> **ÜBUNGSAUFGABEN**:
1. Beantworten Sie anhand des Forumsauszugs zu Swing und Threads die folgenden Fragen:
(a) In welchem Thread läuft Swing ab?
(b) Welche Lösung wird für das Hängen der GUI vorgeschlagen?
(c) Wofür nutzt Robbson seinen zweiten Thread?
2. Schreiben Sie aus dem Forumsauszug zu Swing und Threads den Abschnitt von „Das Ganze gibts“ bis „(6. Dez 2003)“ wortgetreu ab.

> **AUSGEWÄHLTER AUSZUG**:
Das ist ein Standardproblem bei grafischen Anwendungen. Swing läuft im Event Dispatcher Thread ab. Wenn du in die Event-Listener aufwändigen Code reinsetzt, hängt das GUI, weil es erst wieder Rechenzeit bekommt, wenn der Krims ausgeführt wurde, weil er halt in demselben Thread läuft.

Die Lösung ist also GUI-Code und Nicht-GUI-Code voneinander zu trennen und den Nicht-GUI-Code in einem eigenen Thread laufen zu lassen.

Das Ganze gibts fertig und ist hier nachzulesen und downzuloaden:
http://java.sun.com/docs/books/tutorial/uiswing/misc/threads.html

Desweiteren gibts dazu noch einen Artikel mit einer Demo, in der noch eine erweiterte Lösung drin ist:
http://www.javaworld.com/javaworld/jw-06-2003/jw-0606-swingworker.html


----------



## Robbson (6. Dez 2003)

Danke für die schnelle Antwort.

Wie es aussieht, komme ich also um die MultiThreads nicht d'rum herum.
Ich kannte mal nen Basic, da konnte man in die Programmschleife einen simplen Befehl einbauen,
der kurz auf eventuelle Events reagiert, wie so eine Art Wait für die GUI.
Aber sowas gibt's ja leider nicht in Java.  :cry: 

Mit der Thread-Programmierung habe ich derzeit keine Probleme, allerdings ist geplant, das Programm
in eine nicht MultiThread-fähige Sprache umzusetzen, sodaß man sich dann dort
was anderes einfallen lassen muß.
Im Übrigen habe ich derzeit einen zweiten Thread laufen, den ich als Zeitgeber nutze.

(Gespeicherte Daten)
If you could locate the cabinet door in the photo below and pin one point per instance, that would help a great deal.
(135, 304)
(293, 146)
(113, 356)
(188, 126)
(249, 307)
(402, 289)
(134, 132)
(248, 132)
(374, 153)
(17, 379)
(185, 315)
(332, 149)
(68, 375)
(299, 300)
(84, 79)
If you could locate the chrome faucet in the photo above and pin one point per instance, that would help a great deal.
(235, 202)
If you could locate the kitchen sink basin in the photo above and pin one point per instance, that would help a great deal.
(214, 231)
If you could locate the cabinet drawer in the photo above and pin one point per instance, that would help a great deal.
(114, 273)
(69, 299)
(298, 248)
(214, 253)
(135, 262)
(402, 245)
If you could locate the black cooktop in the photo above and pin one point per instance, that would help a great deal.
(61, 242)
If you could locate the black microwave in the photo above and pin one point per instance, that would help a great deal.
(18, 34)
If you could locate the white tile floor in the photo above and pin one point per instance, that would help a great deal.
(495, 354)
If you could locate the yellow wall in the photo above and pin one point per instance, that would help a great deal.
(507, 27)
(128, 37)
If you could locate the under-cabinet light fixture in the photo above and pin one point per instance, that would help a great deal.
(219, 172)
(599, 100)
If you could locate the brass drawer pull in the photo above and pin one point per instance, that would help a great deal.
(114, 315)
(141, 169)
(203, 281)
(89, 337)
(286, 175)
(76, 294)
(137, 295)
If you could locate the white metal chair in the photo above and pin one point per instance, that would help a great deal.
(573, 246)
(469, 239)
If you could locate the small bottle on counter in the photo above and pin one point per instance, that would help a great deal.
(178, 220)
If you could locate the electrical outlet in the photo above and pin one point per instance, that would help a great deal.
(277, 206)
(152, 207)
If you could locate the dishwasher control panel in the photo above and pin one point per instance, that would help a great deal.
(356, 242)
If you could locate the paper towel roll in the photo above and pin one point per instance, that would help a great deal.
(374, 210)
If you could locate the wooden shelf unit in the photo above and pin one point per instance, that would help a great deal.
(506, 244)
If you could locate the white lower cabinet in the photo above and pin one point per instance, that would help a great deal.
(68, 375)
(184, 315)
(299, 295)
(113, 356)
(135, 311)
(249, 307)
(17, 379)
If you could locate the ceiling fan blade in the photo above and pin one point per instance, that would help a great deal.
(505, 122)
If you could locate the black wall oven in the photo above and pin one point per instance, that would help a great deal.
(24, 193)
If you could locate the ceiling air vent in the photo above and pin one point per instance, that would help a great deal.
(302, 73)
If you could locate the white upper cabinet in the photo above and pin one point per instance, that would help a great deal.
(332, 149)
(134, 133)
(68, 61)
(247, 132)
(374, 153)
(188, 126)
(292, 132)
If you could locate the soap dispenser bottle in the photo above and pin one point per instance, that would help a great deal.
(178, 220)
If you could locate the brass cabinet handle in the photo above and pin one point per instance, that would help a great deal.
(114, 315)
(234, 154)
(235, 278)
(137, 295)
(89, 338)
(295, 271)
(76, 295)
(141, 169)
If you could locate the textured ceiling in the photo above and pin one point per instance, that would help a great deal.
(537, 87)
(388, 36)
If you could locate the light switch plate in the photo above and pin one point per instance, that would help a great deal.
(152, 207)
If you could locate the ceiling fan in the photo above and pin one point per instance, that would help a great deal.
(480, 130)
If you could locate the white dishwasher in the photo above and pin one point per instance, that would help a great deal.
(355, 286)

> **MUSTERLÖSUNGEN**:
1.
(a) Im Event Dispatcher Thread.
(b) GUI-Code und Nicht-GUI-Code sollen voneinander getrennt werden, und der Nicht-GUI-Code soll in einem eigenen Thread laufen.
(c) Als Zeitgeber.

2.
Das Ganze gibts fertig und ist hier nachzulesen und downzuloaden:
http://java.sun.com/docs/books/tutorial/uiswing/misc/threads.html

Desweiteren gibts dazu noch einen Artikel mit einer Demo, in der noch eine erweiterte Lösung drin ist:
http://www.javaworld.com/javaworld/jw-06-2003/jw-0606-swingworker.html


----------



## Robbson (6. Dez 2003)